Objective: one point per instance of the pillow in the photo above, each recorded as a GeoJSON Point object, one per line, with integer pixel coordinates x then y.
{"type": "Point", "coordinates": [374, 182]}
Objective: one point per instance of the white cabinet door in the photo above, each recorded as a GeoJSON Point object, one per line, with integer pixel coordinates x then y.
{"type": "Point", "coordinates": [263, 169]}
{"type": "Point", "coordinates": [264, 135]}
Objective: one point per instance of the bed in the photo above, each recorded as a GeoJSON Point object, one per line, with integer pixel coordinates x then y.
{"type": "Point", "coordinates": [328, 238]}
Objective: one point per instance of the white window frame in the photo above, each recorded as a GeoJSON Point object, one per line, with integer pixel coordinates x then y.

---

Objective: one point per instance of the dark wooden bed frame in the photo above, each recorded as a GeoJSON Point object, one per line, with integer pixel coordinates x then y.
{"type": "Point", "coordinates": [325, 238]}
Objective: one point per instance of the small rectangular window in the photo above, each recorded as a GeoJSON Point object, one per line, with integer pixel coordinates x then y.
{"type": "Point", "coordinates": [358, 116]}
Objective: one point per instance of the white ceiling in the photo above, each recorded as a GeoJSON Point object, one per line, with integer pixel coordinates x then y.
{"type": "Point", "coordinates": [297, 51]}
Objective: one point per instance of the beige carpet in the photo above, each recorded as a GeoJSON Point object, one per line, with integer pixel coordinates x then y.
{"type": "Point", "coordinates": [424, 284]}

* * *

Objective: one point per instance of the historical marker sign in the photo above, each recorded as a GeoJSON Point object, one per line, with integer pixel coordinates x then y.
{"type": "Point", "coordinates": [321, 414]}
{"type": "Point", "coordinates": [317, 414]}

→ SET EXERCISE
Add 59 to every coordinate in the GeoJSON points, and write out all the lines starting at the line containing "Objective: one point per instance of the pillow" and ending at the line containing "Objective: one point per instance of the white window", both included, with everything else in them unchanged.

→ EXERCISE ANSWER
Objective: one point per instance of the pillow in the photo above, each recorded as a GeoJSON Point object, one per line, with integer pixel coordinates x then y.
{"type": "Point", "coordinates": [433, 241]}
Objective: one point per instance of the white cabinet door in the photo above, each recorded as a GeoJSON Point object, one per line, with integer pixel coordinates x then y.
{"type": "Point", "coordinates": [322, 228]}
{"type": "Point", "coordinates": [323, 194]}
Objective: one point per instance of the bed in the photo above, each recorded as a GeoJSON Point object, one per line, with integer pixel coordinates x then y.
{"type": "Point", "coordinates": [387, 297]}
Objective: one point per instance of the white window frame in the photo above, each recorded as a GeoJSON Point object, one per line, with integer pixel coordinates x then y.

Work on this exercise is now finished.